STATED PROBLEM -
Copy out the items below, starting at the line that contains "Mark every instance of the van" and continuing through the last line. Leave the requests and their sample points unchanged, but multiply every coordinate in the answers by 0.6, rounding to whole numbers with halves rounded up.

Part of a data file -
_____
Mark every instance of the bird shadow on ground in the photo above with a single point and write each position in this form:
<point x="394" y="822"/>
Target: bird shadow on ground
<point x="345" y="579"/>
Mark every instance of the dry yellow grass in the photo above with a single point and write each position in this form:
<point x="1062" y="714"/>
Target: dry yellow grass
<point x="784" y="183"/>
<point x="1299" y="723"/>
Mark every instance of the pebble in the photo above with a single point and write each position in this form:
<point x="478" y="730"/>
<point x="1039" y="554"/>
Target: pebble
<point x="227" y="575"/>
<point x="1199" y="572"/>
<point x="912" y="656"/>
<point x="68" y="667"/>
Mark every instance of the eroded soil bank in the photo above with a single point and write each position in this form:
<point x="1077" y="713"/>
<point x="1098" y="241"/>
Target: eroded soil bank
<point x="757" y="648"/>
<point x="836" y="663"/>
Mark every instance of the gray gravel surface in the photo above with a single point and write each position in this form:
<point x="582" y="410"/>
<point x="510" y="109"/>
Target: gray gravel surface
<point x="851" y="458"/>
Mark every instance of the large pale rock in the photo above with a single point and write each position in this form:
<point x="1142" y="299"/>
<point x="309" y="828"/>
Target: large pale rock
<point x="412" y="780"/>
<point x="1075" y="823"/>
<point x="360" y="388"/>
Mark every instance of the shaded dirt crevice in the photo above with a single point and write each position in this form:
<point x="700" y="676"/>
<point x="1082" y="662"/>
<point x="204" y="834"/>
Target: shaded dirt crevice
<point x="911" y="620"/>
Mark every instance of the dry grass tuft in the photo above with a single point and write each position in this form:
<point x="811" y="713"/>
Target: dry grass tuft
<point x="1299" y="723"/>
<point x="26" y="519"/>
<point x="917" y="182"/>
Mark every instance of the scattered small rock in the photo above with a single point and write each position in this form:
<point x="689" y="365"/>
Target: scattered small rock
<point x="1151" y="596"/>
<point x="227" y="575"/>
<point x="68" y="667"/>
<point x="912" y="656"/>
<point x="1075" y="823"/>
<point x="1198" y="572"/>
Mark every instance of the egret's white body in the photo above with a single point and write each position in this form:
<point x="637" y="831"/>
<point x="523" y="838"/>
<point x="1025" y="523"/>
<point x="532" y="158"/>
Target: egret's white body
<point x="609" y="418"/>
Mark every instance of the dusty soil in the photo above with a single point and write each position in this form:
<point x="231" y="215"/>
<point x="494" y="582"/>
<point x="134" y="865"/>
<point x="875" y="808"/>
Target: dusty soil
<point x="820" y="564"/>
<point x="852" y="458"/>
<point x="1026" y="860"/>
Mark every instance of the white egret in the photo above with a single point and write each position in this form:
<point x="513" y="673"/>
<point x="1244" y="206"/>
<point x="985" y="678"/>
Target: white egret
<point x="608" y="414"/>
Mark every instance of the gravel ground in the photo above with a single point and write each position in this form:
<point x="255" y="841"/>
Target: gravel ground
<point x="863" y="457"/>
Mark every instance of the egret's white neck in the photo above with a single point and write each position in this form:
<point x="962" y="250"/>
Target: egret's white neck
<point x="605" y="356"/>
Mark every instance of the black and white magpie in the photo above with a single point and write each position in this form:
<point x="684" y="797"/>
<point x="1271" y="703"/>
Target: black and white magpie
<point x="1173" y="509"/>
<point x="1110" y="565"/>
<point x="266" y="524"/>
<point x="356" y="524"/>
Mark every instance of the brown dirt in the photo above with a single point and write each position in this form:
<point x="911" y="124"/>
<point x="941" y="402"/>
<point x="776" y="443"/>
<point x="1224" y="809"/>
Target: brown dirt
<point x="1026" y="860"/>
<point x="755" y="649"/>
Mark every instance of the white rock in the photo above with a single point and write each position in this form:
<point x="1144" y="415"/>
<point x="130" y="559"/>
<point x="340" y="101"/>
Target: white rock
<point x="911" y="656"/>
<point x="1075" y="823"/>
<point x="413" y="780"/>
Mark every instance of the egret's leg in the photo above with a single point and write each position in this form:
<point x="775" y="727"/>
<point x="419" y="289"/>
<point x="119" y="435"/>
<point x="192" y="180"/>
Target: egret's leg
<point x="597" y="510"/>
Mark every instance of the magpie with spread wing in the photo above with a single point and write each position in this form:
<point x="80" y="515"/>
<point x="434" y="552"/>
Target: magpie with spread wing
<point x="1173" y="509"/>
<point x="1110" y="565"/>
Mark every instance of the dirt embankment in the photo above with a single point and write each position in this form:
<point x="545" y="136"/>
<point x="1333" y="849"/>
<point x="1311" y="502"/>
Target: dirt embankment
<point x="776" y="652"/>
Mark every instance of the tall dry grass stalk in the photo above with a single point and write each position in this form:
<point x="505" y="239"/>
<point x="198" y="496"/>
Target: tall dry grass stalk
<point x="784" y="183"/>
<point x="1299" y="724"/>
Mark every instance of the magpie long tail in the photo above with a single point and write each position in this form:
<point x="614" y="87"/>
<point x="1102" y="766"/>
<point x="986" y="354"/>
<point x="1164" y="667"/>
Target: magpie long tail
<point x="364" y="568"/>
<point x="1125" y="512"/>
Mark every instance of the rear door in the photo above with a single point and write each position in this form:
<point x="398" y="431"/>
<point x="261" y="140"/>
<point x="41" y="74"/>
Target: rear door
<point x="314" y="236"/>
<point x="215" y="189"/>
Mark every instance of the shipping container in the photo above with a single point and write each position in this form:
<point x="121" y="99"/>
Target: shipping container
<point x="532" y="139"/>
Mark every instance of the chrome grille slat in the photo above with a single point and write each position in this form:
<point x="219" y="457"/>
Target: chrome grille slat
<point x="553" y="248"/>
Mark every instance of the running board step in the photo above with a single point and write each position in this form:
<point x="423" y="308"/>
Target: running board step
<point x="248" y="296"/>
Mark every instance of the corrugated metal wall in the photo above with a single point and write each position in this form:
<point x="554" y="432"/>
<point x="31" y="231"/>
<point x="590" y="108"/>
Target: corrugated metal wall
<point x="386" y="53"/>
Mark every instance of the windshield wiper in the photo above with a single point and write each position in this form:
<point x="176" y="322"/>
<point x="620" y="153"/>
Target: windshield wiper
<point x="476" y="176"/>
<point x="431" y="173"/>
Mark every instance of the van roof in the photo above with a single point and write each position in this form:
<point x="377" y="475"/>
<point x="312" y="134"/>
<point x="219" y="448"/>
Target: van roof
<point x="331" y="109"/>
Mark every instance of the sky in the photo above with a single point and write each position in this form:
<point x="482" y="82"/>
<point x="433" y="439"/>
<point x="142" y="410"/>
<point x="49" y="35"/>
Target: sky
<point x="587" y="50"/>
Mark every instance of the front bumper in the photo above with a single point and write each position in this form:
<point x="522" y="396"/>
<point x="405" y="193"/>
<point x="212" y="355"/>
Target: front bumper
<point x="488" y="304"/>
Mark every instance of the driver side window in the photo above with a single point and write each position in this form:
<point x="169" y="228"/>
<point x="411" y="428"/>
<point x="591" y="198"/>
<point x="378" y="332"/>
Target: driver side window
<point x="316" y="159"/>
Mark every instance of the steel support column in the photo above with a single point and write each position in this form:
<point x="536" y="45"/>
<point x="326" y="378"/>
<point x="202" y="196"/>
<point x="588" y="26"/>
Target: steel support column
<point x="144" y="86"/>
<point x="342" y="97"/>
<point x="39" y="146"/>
_____
FULL RESPONSE -
Mark every instance of the van roof in the photo above with a single point and write each position in this form:
<point x="377" y="475"/>
<point x="312" y="134"/>
<point x="219" y="448"/>
Target: van roof
<point x="199" y="65"/>
Mark every instance of the sky in the photo above with a single point and write each position in this form:
<point x="482" y="82"/>
<point x="433" y="439"/>
<point x="142" y="410"/>
<point x="49" y="35"/>
Target: sky
<point x="352" y="30"/>
Mark every instance of the front bumper in the photo above with a single point and write each position in this form:
<point x="522" y="396"/>
<point x="405" y="193"/>
<point x="212" y="355"/>
Target: front bumper
<point x="293" y="182"/>
Mark every instance of the driver side window in the photo above with a single point and write each position in this form:
<point x="169" y="228"/>
<point x="411" y="428"/>
<point x="591" y="198"/>
<point x="378" y="332"/>
Target: driver side window
<point x="190" y="95"/>
Mark every instance of the steel support column in the photo above with a single point and write each position in this form:
<point x="536" y="45"/>
<point x="326" y="378"/>
<point x="202" y="196"/>
<point x="588" y="26"/>
Target: steel support column
<point x="86" y="52"/>
<point x="205" y="58"/>
<point x="23" y="88"/>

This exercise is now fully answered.